▸ EXCERPTED DATA
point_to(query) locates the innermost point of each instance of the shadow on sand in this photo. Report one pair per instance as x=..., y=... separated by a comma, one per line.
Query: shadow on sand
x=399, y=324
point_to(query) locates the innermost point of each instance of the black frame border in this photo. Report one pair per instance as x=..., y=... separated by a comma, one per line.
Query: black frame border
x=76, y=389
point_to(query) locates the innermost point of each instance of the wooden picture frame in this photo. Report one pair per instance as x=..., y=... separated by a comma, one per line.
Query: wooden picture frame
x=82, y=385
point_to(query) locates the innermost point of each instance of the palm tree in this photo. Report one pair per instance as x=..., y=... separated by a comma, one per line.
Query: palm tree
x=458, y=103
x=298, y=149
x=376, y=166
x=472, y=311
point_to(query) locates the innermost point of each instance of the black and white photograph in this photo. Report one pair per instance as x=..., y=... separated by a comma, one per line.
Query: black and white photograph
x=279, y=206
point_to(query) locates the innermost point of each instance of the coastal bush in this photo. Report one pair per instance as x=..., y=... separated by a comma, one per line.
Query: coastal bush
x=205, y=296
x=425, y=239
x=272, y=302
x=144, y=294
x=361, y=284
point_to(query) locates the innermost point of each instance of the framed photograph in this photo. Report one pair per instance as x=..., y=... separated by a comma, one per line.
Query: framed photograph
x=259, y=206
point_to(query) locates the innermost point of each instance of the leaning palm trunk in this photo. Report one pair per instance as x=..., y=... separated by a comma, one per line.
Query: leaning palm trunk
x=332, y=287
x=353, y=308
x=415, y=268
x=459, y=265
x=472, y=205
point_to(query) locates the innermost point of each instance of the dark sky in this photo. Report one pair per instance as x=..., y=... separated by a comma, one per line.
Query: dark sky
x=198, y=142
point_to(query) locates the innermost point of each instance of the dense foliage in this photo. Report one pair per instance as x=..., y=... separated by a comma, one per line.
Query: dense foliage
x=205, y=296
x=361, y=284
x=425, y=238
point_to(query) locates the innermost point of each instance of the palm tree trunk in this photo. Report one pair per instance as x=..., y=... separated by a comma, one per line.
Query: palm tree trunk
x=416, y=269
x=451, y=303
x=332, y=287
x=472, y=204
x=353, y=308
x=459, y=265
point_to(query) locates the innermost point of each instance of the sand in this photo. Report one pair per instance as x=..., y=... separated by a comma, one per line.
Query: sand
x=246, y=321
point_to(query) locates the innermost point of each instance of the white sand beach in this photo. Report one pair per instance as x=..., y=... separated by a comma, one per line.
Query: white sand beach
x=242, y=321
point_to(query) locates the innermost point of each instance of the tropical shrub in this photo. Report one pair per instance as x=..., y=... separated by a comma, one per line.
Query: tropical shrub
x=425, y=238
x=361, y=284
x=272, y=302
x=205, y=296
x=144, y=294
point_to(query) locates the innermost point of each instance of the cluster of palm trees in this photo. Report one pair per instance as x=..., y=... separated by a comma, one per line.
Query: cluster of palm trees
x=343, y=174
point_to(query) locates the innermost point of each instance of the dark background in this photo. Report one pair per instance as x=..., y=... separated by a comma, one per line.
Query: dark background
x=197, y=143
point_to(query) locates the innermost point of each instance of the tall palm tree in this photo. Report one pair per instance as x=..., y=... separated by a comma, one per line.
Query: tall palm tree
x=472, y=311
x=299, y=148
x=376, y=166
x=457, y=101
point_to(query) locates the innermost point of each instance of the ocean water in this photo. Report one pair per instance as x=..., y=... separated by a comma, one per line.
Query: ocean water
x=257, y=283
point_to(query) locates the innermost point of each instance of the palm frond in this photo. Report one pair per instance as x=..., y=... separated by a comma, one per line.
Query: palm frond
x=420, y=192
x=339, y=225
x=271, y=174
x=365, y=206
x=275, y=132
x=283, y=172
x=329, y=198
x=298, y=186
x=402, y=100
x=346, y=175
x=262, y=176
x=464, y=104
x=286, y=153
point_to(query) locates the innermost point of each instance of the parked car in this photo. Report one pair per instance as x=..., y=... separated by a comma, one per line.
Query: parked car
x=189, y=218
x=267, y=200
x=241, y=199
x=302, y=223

▸ YOUR GOAL
Reproduce the records from the line containing "the black and" through the line containing "x=279, y=206", replacing "black and white photograph" with "monochrome photograph" and leaving everything else unchanged.

▸ ANSWER FOR THE TASK
point_to(query) locates the innermost point of each instance of the monochrome photograph in this photo. Report one pair per instance as x=..., y=... separated by a comma, one per line.
Query: monochrome photograph
x=279, y=206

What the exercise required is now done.